**Extracted text:**
Do make sure the HDMI ports are working as well as the bluetooth and ethernet.

That's a dining table up top yes ?, looked like a pool table and if so be careful on placement.


----------



## steen (Apr 19, 2019)

jmcslob said:


> Because the rear walls are concrete I decided to build a sealed subwoofer as the added distortion that a ported sub has simply muds up the sound too much imo.



You're holding your sub wrong. Sealed IB vs ported debate is more a continuum of output. Rear concrete walls & ported = added distortion = muds up the sound => non sequitur.


----------



## AsRock (Apr 19, 2019)

steen said:


> You're holding your sub wrong. Sealed IB vs ported debate is more a continuum of output. Rear concrete walls & ported = added distortion = muds up the sound => non sequitur.



He may like that " SOUND ", what sounds good to one probably don't to another.



thebluebumblebee said:


> So you're not looking to be an audiophile, you just want to listen to music no matter where you are in those (connected) spaces.  That looks like 2 zones to me, but that's about the extent of my knowledge.  Although, you're most likely trying to have a nice audio system to watch movies with and in-wall or ceiling speakers in the other rooms???
> 
> This is what you're going to hear from audiophiles, that this brand sounds better than another to them, and this is especially true of speakers.  I like speakers with a strong mid-range and that is why I'm still using Polk Monitor 10's.  The opposite end of the spectrum for me are Klipsch speakers which are too bright, have too much bass (although they're short of being "boomy") and are very weak in the mid-range.
> 
> ...

**Given task:**
In the forum thread, which speakers is thebluebumblebee still using? The data comes from a separate source.

[Object pointing dataset data]
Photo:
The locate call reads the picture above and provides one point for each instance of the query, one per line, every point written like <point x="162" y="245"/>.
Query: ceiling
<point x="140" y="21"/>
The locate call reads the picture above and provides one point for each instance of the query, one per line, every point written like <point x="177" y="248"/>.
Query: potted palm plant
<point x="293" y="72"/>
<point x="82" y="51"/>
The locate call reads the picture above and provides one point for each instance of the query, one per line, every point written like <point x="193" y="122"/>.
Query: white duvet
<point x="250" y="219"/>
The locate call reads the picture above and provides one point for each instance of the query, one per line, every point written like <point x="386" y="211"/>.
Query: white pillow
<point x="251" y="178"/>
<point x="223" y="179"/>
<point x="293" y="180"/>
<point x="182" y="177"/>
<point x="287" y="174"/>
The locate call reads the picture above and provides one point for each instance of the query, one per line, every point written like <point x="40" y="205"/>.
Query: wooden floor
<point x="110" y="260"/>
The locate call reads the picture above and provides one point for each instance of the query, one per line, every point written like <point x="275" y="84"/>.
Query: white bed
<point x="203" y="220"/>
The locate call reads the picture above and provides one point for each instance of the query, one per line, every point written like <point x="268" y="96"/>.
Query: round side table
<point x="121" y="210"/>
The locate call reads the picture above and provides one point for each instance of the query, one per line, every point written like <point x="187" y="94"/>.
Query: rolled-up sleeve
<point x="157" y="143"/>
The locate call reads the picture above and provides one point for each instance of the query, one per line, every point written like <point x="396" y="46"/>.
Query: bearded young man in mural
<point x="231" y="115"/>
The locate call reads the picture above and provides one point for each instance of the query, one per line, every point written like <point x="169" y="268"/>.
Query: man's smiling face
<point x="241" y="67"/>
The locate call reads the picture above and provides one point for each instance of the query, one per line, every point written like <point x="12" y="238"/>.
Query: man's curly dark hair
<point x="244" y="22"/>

**Task response:**
Polk Monitor 10's.